> Instruções
A: Responda, com base no texto sobre Raul Dantas:
(i) Em que município Raul mora?
(ii) Por qual instituição ele se formou técnico em produção audiovisual?
(iii) Com o que ele trabalha atualmente?
B: Traduza para o inglês a seguinte frase do texto sobre Raul Dantas: "Para complementar a sua formação, Raul chegou a iniciar um curso técnico em processos fotográficos, porém precisou trancar devido aos protocolos de isolamento social da pandemia de covid-19."
C: Dê prosseguimento ao texto sobre Raul Dantas a partir de sua última frase.

> Trecho da página
————————

A criatividade sempre foi muito um elemento importante na vida de Raul Dantas, 24, morador de Embu das Artes, município da região metropolitana de São Paulo, mas nem sempre as oportunidades de trabalho surgiram por conta desse diferencial. Ele é um desses jovens, morador de quebrada, que deseja viver de arte e cultura, especificamente do audiovisual.

Na trajetória de Raul não faltaram tentativas para conseguir pelo menos uma entrevista de emprego. “Tem quem consegue, mas eu por exemplo, após concluir o curso eu tenho certeza que mandei mais de 30 currículos por e-mail. Só tive duas respostas dizendo “obrigado por ter mandado”, no máximo. Então rola isso mesmo”, relata o jovem.

Raul possui 24 anos e mora em Embu das Artes. Foto: Mateus Fernandes.

Raul é formado em técnico de produção audiovisual pela Etec Jornalista Roberto Marinho, um dos principais equipamentos públicos acessíveis para jovens das periferias para ter acesso a esse tipo de curso de forma gratuita.

Para complementar a sua formação, Raul chegou a iniciar um curso técnico em processos fotográficos, porém precisou trancar devido aos protocolos de isolamento social da pandemia de covid-19.

Raul durante a produção de seu TCC. Foto: Arquivo Pessoal.

A maior experiência dele na área, foi durante a realização do seu trabalho de conclusão de curso, na qual, o jovem atuou como diretor. Após a formação, Raul vem tentando submeter projetos para o PROAC – Programa de Ação Cultural, programa de investimento em projetos culturais através de editais, como alternativa para obter recursos para investir em seus projetos independentes.

“Ano passado eu escrevi um argumento, fiz todo um projeto para um edital do PROAC. Reuni toda uma equipe, pegou o documento de todo mundo, fiz todas as etapas do projeto e submeti pro PROAC, só que não passou. Mas foi bom que teve uma nota”,

conta Raul.

Embora seja formado em curso técnico na área e busque se inserir no campo da produção de áudio e vídeo, o jovem ainda não consegue viver apenas com o audiovisual e atualmente trabalha com atendimento em um call center.

————————

Dados de apontamento de expressões referenciais
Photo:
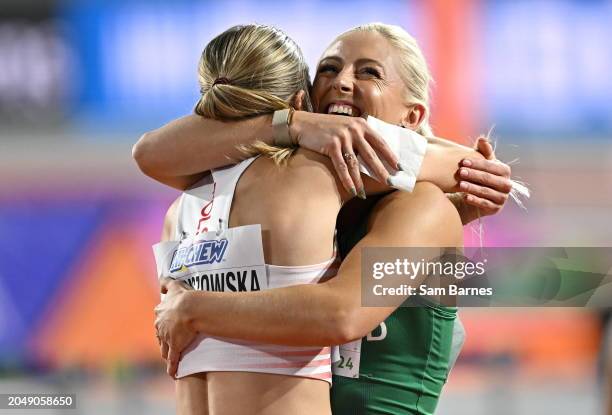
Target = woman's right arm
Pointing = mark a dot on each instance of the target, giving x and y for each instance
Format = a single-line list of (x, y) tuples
[(178, 153)]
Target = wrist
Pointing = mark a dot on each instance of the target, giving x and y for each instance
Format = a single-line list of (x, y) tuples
[(281, 122), (295, 127), (188, 310)]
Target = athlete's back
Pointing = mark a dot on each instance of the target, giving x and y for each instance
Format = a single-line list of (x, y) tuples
[(296, 206)]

————————

> Respostas em ordem
A:
(i) Embu das Artes.
(ii) Etec Jornalista Roberto Marinho.
(iii) Com atendimento em um call center.

B: To complement his training, Raul even began a technical course in photographic processes, but he had to put it on hold due to the social isolation protocols of the COVID-19 pandemic.

C:
“O principal interesse, meu e da minha família, é que eu faça alguma coisa da vida. Meu primeiro trabalho foi telemarketing, o segundo de formalização de contrato de banco, depois eu vendi bolo na rua, fiz entrega”, compartilha o jovem, que não esconde a sua disposição para gerar renda e trabalho, independente da profissão exercida”.

Contexto 

Em julho deste ano, foi notícia em jornais e muito discutido nas redes sociais a imagem da Cinemateca de São Paulo em chamas. A possibilidade de incêndio já havia sido alertada, porém, nada foi feito. Tal imagem foi apenas mais uma demonstração de como o governo vem ignorando a importância do audiovisual para preservação da memória e cultura do país.

Em contrapartida, temos nas periferias movimentos que seguem fortalecendo diversos campos que cotidianamente são atacados pelo Estado, entre eles, jovens que ainda sonham em viver da cultura e mudar esse contexto de desmonte das políticas públicas que apoiam a produção audiovisual.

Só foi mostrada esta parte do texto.